ACTIVITY => In the Charlotte real estate market overview, what is the current rental vacancy rate?

Note: Our market forecast includes Charlotte data and data from its surroundings, including Concord and Gastonia, North Carolina.
Charlotte, North Carolina, is one of the hottest markets in the Southeast United States, making it an appealing market for real estate investors to invest in. This major regional business and financial hub has no shortage of employment opportunities, meaning it’s an attractive city for many to work and live. Its broad economic infrastructure, coupled with great weather and rather affordable housing, make it clear why this market is seeing record demand. If you’re looking to invest here, take a closer look at the local Charlotte market.
What makes Charlotte special?
Charlotte is the largest city in North Carolina, and the metro area is home to over 2 million residents as of 2020. The greater Charlotte area encompasses 15 different counties and three major cities, including Concord and Gastonia, with the Charlotte metro market being located in Mecklenburg County. Charlotte, also known as the “Queen City,” serves as a major economic center for the Southeast United States, with a range of industries driving economic activity to the area.
The city was booming pre-COVID-19, but certain migration trends toward the Sun Belt have pushed even more people to the area, with Charlotte being the second-highest city behind Austin for inward migration from 2019 to 2020, seeing a roughly 8.7% change in net move-ins during that time.
Aside from its diversified economic makeup, Charlotte is home to the NFL’s Carolina Panthers and the NBA’s Charlotte Hornets, as well as several major colleges and universities.
State of the market
Charlotte, like many other major metro markets, was initially hit hard by the pandemic. Economic activity screeched to a halt in April and May 2020, slowly reopening over the remainder of the year. The start of 2021, however, is revealing signs of a promising future, as economic activity surpasses pre-pandemic levels and a surge of new residents flee to the city in search for housing. Below are three notable trends for the Charlotte market.
1. Real estate prices will continue to rise
Home prices have increased 12.2% year over year, unsurprising given the current housing market shortage and low interest rate environment, which is driving real estate up across the nation. This, coupled with Charlotte’s low housing supply and strong economic drivers, means long-term demand will likely continue to drive real estate prices up over the next few years.
Charlotte’s median home price is still almost $40,000 below the national average, which means investors and homebuyers are able to purchase more for their money, but if demand and supply don’t eventually rebalance, this number will become increasingly unaffordable.
2. Multifamily build and rental prices may stall in the short term
Charlotte’s price-to-rent ratio is just under 17, meaning it’s more affordable for residents to rent than to buy. But Charlotte’s rental market seems to be at a unique point where supply may be outpacing demand.
Rental vacancy is currently 8.1%, higher than the national average and far above normal ranges for the U.S. average. Despite the current spike in vacancies, rental rates have steadily increased, rising 3.9% year over year. However, this price should balance out when supply outpaces demand. Right now, 57% of residents own their own home while 43% rent. However, I believe the percentage of renters will increase as affordability becomes a long-term concern in the area.

EXCERPTED DATA =>
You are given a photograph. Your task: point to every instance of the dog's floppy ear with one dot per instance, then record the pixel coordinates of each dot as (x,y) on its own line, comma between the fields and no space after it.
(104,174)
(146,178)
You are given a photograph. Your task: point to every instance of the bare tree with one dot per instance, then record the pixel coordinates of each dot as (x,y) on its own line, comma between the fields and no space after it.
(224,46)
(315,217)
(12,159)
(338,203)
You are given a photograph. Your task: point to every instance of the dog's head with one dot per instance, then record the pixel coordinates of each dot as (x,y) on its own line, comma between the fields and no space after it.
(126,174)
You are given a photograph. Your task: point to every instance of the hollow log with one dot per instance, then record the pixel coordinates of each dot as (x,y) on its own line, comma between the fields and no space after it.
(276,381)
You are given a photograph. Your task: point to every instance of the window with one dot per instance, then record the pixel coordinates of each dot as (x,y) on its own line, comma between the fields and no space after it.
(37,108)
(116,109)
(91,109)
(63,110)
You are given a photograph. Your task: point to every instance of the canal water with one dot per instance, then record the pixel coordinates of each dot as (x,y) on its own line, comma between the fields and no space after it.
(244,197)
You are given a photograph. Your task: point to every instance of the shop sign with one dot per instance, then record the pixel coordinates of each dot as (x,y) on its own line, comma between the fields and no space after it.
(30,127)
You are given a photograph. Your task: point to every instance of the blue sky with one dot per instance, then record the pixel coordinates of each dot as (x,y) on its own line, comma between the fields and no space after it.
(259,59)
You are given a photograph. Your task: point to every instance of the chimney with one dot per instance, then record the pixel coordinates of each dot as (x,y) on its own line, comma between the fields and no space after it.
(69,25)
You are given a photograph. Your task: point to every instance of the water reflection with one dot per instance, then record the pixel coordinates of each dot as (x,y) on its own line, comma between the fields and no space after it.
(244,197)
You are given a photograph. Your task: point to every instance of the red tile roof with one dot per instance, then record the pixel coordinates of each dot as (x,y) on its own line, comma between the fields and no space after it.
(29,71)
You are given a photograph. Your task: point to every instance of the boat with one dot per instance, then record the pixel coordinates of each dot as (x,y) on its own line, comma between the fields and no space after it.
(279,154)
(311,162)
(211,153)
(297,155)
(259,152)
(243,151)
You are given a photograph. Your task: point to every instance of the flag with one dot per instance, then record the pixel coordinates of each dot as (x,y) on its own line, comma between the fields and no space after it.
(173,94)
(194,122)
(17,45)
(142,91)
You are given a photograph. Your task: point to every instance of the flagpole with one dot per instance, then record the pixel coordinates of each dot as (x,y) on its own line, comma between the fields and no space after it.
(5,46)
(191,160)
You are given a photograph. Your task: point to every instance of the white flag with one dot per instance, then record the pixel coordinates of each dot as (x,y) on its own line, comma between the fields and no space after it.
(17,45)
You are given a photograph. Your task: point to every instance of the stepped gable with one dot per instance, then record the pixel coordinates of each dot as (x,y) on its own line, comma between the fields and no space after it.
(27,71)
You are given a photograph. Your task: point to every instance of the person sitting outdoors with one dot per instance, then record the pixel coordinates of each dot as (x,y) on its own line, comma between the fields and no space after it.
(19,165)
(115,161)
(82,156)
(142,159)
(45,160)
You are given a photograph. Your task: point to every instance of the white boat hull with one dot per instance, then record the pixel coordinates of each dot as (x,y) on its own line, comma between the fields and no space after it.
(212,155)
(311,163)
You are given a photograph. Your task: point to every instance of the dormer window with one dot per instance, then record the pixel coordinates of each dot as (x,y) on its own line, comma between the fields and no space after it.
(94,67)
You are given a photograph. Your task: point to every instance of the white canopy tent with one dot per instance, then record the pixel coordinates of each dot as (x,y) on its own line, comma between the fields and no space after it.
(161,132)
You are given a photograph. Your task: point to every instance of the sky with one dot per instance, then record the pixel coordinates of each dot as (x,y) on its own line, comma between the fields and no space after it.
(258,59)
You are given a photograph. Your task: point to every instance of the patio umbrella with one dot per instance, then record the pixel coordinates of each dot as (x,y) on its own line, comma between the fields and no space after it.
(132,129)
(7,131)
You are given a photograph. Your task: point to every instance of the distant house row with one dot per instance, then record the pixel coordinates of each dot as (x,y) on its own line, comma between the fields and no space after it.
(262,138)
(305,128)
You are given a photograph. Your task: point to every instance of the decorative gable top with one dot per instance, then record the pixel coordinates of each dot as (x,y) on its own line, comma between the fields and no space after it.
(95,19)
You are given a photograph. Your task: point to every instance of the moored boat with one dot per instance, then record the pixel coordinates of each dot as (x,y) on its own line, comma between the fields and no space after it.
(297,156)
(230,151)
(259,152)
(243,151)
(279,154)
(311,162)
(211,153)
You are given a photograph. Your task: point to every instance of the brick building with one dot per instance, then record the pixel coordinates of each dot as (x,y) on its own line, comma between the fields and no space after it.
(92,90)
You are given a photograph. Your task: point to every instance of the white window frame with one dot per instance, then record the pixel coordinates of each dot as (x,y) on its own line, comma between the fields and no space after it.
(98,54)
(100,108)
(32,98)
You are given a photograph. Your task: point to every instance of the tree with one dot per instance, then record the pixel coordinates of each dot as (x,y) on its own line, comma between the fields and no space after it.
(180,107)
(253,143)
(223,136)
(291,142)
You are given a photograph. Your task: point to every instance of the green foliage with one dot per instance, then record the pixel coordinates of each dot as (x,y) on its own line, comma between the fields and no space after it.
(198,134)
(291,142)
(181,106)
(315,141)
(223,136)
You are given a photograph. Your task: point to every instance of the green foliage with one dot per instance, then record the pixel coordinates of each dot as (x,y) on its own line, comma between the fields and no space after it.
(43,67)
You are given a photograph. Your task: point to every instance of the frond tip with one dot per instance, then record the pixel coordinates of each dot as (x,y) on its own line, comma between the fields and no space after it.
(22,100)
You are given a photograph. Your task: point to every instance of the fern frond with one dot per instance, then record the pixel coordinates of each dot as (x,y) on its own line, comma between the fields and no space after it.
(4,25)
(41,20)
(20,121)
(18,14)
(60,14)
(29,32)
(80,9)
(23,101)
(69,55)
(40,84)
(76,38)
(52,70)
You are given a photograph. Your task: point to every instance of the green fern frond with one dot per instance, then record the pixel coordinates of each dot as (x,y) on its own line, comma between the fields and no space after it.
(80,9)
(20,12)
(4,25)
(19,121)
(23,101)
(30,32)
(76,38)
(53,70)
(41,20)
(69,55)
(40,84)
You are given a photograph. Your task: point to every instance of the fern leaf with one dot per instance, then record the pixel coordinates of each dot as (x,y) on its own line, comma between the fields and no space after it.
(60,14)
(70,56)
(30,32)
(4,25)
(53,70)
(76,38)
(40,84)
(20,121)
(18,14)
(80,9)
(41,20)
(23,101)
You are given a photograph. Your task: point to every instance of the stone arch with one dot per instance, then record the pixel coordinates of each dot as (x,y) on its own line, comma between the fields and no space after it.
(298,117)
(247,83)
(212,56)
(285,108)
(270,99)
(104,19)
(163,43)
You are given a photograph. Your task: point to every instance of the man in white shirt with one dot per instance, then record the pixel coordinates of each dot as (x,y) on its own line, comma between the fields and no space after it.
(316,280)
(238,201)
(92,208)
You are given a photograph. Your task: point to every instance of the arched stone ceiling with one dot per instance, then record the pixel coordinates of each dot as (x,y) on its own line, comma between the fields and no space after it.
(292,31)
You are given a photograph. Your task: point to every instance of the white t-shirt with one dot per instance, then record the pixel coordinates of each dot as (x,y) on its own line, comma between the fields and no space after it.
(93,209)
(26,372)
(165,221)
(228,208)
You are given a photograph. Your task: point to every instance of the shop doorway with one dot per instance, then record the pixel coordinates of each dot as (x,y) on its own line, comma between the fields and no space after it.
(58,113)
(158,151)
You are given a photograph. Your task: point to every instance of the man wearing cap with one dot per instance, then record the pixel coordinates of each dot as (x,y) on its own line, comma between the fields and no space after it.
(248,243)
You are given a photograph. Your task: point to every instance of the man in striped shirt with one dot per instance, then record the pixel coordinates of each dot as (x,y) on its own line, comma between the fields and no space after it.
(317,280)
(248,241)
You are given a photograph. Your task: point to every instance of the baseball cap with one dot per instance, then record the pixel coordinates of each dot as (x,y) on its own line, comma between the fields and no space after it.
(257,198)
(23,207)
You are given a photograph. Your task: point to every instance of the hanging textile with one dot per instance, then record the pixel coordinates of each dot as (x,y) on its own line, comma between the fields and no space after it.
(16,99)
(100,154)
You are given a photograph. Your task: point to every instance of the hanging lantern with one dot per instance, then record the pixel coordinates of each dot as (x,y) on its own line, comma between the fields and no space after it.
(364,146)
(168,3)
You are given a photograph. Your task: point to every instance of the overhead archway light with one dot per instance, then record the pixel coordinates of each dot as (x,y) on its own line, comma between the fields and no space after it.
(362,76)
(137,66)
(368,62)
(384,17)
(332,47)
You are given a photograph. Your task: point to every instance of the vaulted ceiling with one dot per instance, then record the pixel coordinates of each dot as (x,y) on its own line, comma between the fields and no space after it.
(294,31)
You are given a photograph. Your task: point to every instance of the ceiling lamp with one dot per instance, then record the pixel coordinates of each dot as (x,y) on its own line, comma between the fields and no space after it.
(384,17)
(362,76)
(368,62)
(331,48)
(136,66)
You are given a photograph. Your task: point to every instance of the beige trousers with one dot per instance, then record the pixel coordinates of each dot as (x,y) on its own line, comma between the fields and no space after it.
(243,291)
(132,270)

SOLUTION TO THE PROBLEM => 8.1%